> [Text segment]
################
# Sniff, then unfriendly bark.



## bigmick (Jun 15, 2014)

We have a male neutered dog that is friendly to most humans, but has a worrying tendency to bark at other dogs during the greeting process. He will go up to another dog with his tail wagging, do the usual sniffing around thing, but too often (25% of the time) will suddenly bark aggressively at the other dog. I can not predict if/when he will do this. Occasionally a "fight" ensues, but so far nothing serious. I put the word fight in quotes because usually it consists of a kind of boxing match with the front paws, accompanied by aggressive barking, and teeth don't really meet flesh. It will happen equally on or off the leash. I am just worried that he is going to get in trouble one day.

I'd like to know if I need to do anything about this behaviour, and if so what?


----------



## labradrk (Dec 10, 2012)

You can remove the 'on leash' aspect of this behavior by simply not letting him meet other dogs while he is restrained. A lot of dogs are uncomfortable with on-lead greetings so for all intents and purposes, it's easier not to let it happen. I don't let mine greet other dogs on lead unless they know them or occasionally, if it's a puppy (puppies have their puppy license and aren't very threatening!).

Are there certain types of dogs he appears to dislike?


----------



## bigmick (Jun 15, 2014)

Thanks for that,



labradrk said:


> Are there certain types of dogs he appears to dislike?


It could be almost any dog... though he's never been aggressive towards a puppy.


----------



## lorilu (Sep 6, 2009)

My thought is to allow the meet and greet, but removed your dog before he begins the barking. I realize sometimes he does and sometimes he doesn't, but you must have some idea of how many minutes into the sniffing process before he starts the undesirable behavior.

Remove him, before you reach that point in time.


----------



## Sarah1983 (Nov 2, 2011)

It would certainly be a problem encountering mine, he HATES dogs barking in his face and would tell yours so in no uncertain terms. It's the one thing almost guaranteed to get a bad reaction from him. And to be honest, I can't say I blame him, it's incredibly rude.

I wonder whether there's body language from the dogs that he's reacting to that you're not picking up on? I know my last dog often triggered less than friendly behaviour from others with his body language, he was very stiff and starey at best. And Spencer can trigger a bad reaction with his over the top friendly behaviour which although non aggressive is rude. So I keep meetings with random dogs short and sweet, allow a brief sniff and move him on which works best for all involved. He's fine walking with other dogs, has a sniff and goes back to doing his own thing, it's the static meetings we have problems with and sadly those seem to be the ones most people want to do.


----------



## Janey D (Jul 27, 2012)

lorilu said:


> My thought is to allow the meet and greet, but removed your dog before he begins the barking. .


I agree, this is what the trainer advised with our dog, in fact she advises a quick greet and move on for all on lead dogs, whatever their temperament (unless the oncoming dog owner clearly does not want their dog to interact with yours in which case you obviously respect that).
################
> [Record extracts]
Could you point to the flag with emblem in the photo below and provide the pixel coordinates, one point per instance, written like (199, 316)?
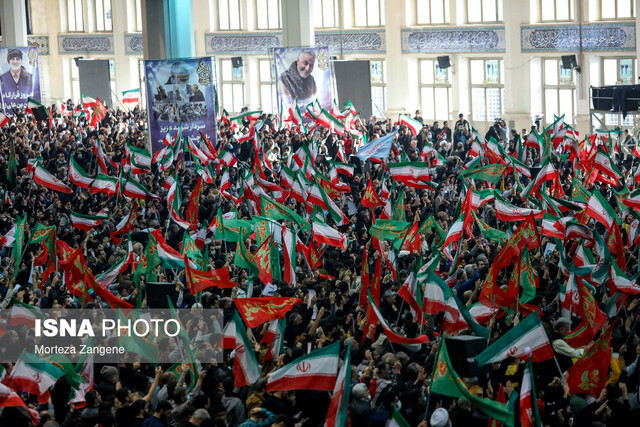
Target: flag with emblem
(447, 382)
(256, 311)
(338, 414)
(527, 338)
(589, 374)
(529, 414)
(34, 376)
(317, 370)
(246, 369)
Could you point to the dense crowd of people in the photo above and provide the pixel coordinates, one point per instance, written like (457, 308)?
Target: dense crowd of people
(386, 378)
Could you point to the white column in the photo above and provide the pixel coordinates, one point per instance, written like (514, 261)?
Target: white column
(297, 23)
(516, 67)
(122, 63)
(401, 97)
(583, 80)
(13, 18)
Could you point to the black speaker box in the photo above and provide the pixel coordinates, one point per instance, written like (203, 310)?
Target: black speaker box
(462, 350)
(236, 62)
(569, 62)
(443, 62)
(157, 293)
(40, 113)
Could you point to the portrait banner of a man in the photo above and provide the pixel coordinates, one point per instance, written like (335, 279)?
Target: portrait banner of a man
(19, 77)
(302, 73)
(180, 92)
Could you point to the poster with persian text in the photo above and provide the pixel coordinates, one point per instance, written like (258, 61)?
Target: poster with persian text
(19, 78)
(180, 92)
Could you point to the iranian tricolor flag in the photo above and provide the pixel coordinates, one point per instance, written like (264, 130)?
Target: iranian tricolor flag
(87, 101)
(85, 222)
(134, 189)
(251, 115)
(604, 164)
(529, 415)
(600, 210)
(633, 200)
(622, 283)
(338, 414)
(413, 125)
(32, 104)
(411, 343)
(274, 337)
(527, 339)
(43, 177)
(289, 243)
(455, 232)
(34, 376)
(322, 233)
(409, 172)
(86, 371)
(246, 369)
(439, 297)
(131, 96)
(9, 398)
(77, 175)
(506, 212)
(104, 184)
(327, 120)
(8, 239)
(316, 371)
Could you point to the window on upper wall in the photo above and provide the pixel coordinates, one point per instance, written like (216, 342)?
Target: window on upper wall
(618, 71)
(103, 15)
(232, 79)
(229, 15)
(75, 15)
(435, 91)
(325, 14)
(556, 10)
(613, 9)
(138, 16)
(378, 86)
(267, 86)
(487, 89)
(484, 10)
(559, 91)
(432, 12)
(268, 14)
(368, 13)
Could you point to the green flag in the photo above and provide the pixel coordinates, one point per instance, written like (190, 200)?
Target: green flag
(447, 382)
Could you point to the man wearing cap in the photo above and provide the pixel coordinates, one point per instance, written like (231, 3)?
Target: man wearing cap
(17, 79)
(440, 418)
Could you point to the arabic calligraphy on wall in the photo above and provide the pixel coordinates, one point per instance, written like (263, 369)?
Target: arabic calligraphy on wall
(457, 39)
(566, 38)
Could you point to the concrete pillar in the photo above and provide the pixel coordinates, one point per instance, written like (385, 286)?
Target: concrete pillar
(516, 67)
(399, 98)
(168, 29)
(122, 64)
(583, 80)
(297, 23)
(13, 18)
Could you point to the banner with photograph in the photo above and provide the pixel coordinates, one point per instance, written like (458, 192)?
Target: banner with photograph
(302, 73)
(180, 91)
(19, 78)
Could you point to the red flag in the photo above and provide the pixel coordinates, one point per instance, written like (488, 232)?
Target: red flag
(592, 318)
(616, 246)
(589, 374)
(198, 280)
(370, 198)
(256, 311)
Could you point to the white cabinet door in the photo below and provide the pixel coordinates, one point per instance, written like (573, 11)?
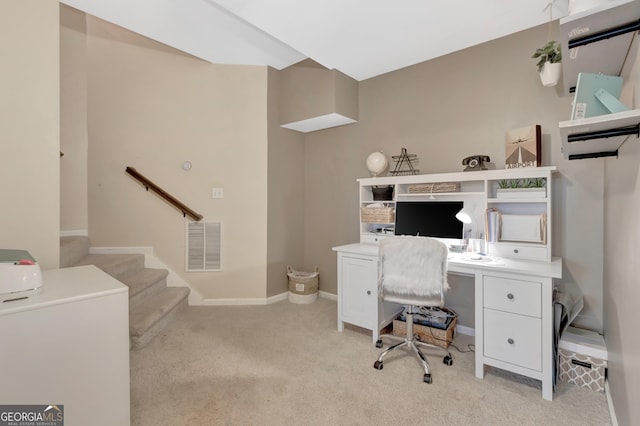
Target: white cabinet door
(359, 296)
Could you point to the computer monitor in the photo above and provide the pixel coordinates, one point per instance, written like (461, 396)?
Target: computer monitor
(429, 219)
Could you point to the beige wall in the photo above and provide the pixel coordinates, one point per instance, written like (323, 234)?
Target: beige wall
(285, 230)
(152, 108)
(622, 251)
(443, 110)
(29, 128)
(73, 122)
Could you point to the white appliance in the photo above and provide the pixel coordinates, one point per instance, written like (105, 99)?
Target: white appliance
(20, 275)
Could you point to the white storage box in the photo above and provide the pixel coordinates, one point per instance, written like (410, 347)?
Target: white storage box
(583, 358)
(20, 275)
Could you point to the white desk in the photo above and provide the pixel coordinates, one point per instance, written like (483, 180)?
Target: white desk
(513, 307)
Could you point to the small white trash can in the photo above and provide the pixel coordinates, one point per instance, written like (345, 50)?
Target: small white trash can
(303, 286)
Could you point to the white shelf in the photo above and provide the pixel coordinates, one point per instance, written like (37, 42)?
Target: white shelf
(478, 191)
(580, 137)
(606, 56)
(436, 194)
(517, 200)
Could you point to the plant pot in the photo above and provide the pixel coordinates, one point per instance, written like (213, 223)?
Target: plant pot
(521, 193)
(550, 74)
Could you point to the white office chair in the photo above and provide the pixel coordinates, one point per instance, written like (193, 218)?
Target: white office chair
(413, 272)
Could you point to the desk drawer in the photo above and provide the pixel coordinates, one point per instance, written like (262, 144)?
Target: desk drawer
(373, 238)
(511, 295)
(516, 251)
(515, 339)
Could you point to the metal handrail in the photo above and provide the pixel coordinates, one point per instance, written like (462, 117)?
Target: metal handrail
(162, 193)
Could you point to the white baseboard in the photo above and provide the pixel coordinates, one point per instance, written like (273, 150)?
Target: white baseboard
(258, 301)
(467, 331)
(75, 233)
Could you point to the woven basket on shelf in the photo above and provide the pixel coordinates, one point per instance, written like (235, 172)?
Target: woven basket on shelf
(377, 214)
(435, 188)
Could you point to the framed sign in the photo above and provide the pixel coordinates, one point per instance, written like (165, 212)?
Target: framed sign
(523, 147)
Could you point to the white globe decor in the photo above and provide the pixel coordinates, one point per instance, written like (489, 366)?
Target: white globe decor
(377, 163)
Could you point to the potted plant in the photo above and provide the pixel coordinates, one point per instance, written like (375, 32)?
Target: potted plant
(522, 188)
(549, 57)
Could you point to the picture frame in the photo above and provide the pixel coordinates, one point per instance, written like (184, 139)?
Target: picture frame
(523, 147)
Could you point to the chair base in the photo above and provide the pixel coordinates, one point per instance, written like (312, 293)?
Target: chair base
(412, 343)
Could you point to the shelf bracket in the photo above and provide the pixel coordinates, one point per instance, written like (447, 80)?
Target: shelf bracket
(603, 35)
(600, 134)
(593, 155)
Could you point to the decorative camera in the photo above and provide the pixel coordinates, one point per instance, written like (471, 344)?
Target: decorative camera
(475, 162)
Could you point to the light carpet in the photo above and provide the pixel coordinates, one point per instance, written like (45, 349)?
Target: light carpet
(286, 364)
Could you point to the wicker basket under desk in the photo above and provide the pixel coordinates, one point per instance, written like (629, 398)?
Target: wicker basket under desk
(377, 214)
(435, 188)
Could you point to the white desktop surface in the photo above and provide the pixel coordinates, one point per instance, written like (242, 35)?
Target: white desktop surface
(461, 263)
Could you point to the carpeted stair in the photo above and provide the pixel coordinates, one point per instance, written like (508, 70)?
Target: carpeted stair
(151, 303)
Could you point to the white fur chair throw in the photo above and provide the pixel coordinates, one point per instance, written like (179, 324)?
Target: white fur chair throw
(413, 266)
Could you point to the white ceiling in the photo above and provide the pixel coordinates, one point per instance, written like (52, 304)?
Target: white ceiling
(361, 38)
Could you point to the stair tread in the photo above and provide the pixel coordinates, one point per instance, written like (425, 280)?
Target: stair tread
(143, 279)
(155, 308)
(112, 263)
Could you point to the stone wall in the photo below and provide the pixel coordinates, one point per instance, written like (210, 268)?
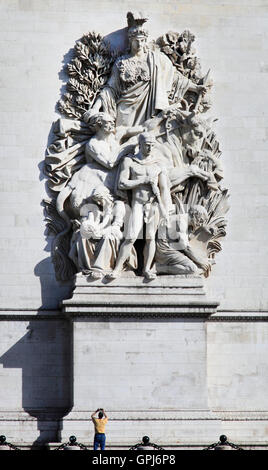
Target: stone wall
(36, 38)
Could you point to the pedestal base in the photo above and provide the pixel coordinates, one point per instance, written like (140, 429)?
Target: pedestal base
(139, 348)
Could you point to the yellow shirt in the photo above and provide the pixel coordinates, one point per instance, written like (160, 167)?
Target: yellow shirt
(100, 424)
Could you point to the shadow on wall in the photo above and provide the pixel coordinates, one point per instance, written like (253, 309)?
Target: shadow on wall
(52, 293)
(44, 356)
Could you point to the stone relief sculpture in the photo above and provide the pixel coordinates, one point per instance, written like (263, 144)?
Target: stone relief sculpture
(134, 165)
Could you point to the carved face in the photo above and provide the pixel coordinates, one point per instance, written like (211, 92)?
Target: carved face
(137, 44)
(183, 45)
(108, 125)
(146, 146)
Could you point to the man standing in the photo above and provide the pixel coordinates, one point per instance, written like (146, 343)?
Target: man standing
(99, 424)
(151, 201)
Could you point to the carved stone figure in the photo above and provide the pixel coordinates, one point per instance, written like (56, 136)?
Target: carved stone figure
(96, 240)
(174, 254)
(132, 156)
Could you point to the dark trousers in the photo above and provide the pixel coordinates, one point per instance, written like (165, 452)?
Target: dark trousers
(99, 440)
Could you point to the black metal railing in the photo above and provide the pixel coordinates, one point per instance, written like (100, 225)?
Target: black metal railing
(145, 444)
(4, 443)
(71, 444)
(223, 444)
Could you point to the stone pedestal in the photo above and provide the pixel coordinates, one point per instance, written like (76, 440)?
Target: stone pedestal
(139, 352)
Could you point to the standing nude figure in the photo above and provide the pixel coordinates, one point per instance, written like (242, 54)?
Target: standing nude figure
(151, 202)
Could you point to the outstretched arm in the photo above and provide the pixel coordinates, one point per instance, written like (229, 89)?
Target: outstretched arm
(93, 414)
(124, 180)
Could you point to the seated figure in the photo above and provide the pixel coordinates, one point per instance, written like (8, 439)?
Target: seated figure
(95, 243)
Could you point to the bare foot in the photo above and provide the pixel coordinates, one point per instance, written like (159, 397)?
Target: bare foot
(113, 275)
(149, 275)
(95, 275)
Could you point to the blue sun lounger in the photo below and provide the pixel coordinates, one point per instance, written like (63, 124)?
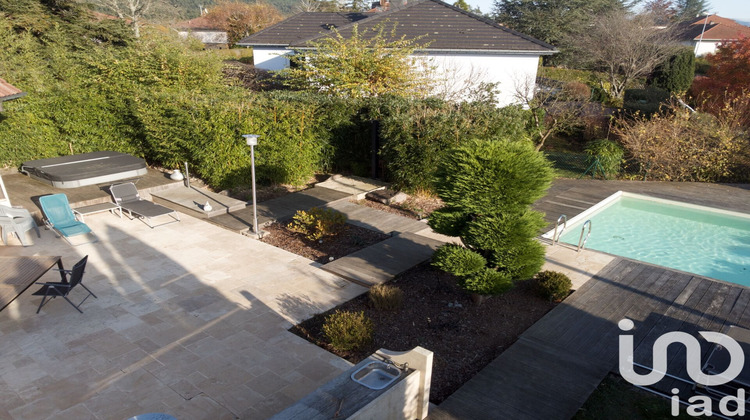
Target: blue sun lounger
(60, 218)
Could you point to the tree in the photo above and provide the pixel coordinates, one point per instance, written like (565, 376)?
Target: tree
(726, 85)
(488, 187)
(663, 11)
(688, 9)
(551, 21)
(554, 109)
(676, 74)
(357, 64)
(133, 11)
(623, 47)
(242, 19)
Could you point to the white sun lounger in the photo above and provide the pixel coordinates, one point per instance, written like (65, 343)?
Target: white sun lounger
(127, 197)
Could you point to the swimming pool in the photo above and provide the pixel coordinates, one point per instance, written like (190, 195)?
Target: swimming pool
(702, 240)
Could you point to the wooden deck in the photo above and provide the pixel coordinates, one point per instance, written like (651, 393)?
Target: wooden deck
(573, 196)
(555, 365)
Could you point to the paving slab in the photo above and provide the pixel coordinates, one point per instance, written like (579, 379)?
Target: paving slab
(352, 185)
(379, 221)
(281, 208)
(192, 201)
(381, 262)
(190, 320)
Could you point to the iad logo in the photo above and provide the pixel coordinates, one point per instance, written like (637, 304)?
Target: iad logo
(700, 404)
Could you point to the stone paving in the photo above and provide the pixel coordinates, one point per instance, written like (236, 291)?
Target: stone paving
(190, 320)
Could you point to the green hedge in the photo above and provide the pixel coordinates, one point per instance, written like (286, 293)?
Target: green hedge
(92, 86)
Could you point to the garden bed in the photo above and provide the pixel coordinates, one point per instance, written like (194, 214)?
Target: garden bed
(440, 317)
(349, 239)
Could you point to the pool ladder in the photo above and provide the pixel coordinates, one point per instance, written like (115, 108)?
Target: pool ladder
(581, 239)
(558, 232)
(556, 235)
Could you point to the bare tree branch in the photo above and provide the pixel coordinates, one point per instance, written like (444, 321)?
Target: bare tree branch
(625, 47)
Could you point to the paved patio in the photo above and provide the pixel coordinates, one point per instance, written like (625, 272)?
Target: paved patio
(191, 320)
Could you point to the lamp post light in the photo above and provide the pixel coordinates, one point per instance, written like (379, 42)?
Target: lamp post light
(252, 141)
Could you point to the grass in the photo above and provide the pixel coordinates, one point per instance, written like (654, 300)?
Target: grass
(615, 398)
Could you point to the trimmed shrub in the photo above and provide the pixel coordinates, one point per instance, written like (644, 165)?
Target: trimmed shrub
(553, 285)
(317, 222)
(646, 101)
(457, 260)
(676, 74)
(486, 282)
(417, 134)
(385, 297)
(609, 154)
(488, 187)
(348, 331)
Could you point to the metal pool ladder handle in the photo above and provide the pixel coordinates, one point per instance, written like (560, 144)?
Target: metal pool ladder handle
(581, 239)
(555, 236)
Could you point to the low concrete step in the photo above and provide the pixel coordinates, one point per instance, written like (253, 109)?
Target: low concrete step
(380, 262)
(192, 201)
(352, 185)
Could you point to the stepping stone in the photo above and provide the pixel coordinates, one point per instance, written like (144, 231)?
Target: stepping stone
(381, 262)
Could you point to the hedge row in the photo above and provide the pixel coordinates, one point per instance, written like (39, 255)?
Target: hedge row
(165, 100)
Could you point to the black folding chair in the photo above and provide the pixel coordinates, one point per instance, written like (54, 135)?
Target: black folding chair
(73, 278)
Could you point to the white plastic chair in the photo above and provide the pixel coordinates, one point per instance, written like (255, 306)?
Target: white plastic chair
(18, 221)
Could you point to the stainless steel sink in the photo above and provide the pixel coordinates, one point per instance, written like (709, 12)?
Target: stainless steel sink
(376, 375)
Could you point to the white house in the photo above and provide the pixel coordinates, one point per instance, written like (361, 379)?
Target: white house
(705, 33)
(464, 50)
(203, 30)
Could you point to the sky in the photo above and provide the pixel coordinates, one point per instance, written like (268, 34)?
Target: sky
(732, 9)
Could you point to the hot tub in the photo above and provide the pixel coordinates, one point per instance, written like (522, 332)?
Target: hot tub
(85, 169)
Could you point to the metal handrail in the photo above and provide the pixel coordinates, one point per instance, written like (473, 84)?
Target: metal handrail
(555, 236)
(581, 239)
################
> [The exercise]
From the dog-greeting thread, pull out the passage starting with "## labradrk (Dec" and going on through "aren't very threatening!).", word for word. Rely only on the thread about the dog that barks during greetings, not on the rows.

> [Response for this exercise]
## labradrk (Dec 10, 2012)

You can remove the 'on leash' aspect of this behavior by simply not letting him meet other dogs while he is restrained. A lot of dogs are uncomfortable with on-lead greetings so for all intents and purposes, it's easier not to let it happen. I don't let mine greet other dogs on lead unless they know them or occasionally, if it's a puppy (puppies have their puppy license and aren't very threatening!).